[TO DO]: Set down the audiobook description below word for word, from "This program is" to "four thousand weeks.".

[READING TEXT]:
══════════

4.5 out of 5 stars 12,019 ratings

AN INSTANT NEW YORK TIMES BESTSELLER

This program is read by the author.

"Burkeman and his irresistible British accent shifted my paradigm a couple centimeters . . . 'The day will never arrive when you have everything under control,' he calmly whispered in my ear, and I think I believed him." -
Vulture

"
The philosophical tone of his delivery is perfect for [Burkeman's] thoughtful message: We can enjoy life more if we appreciate the present moment, stay in touch with our deeper selves, and nurture our connections with people and the natural world." - AudioFile Magazine

"Provocative and appealing . . . well worth your extremely limited time." ―Barbara Spindel, The Wall Street Journal

The average human lifespan is absurdly, insultingly brief. Assuming you live to be eighty, you have just over four thousand weeks.

══════════

[COLLECTED DATA]:
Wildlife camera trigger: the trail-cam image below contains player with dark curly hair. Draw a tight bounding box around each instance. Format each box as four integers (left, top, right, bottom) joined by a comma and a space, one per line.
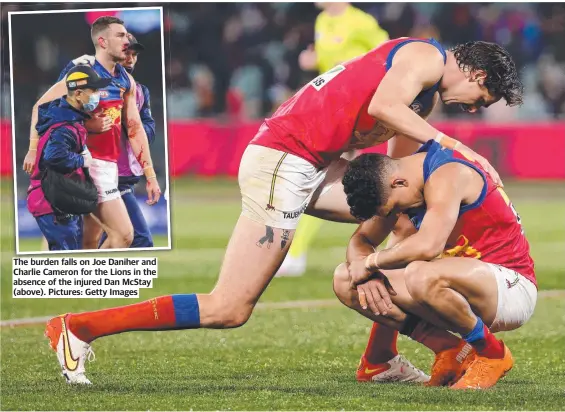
48, 38, 522, 382
334, 140, 537, 389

══════════

[RESULT OF THIS EXERCISE]:
This program is read by the author.

"Burkeman and his irresistible British accent shifted my paradigm a couple centimeters . . . 'The day will never arrive when you have everything under control,' he calmly whispered in my ear, and I think I believed him." -
Vulture

"
The philosophical tone of his delivery is perfect for [Burkeman's] thoughtful message: We can enjoy life more if we appreciate the present moment, stay in touch with our deeper selves, and nurture our connections with people and the natural world." - AudioFile Magazine

"Provocative and appealing . . . well worth your extremely limited time." ―Barbara Spindel, The Wall Street Journal

The average human lifespan is absurdly, insultingly brief. Assuming you live to be eighty, you have just over four thousand weeks.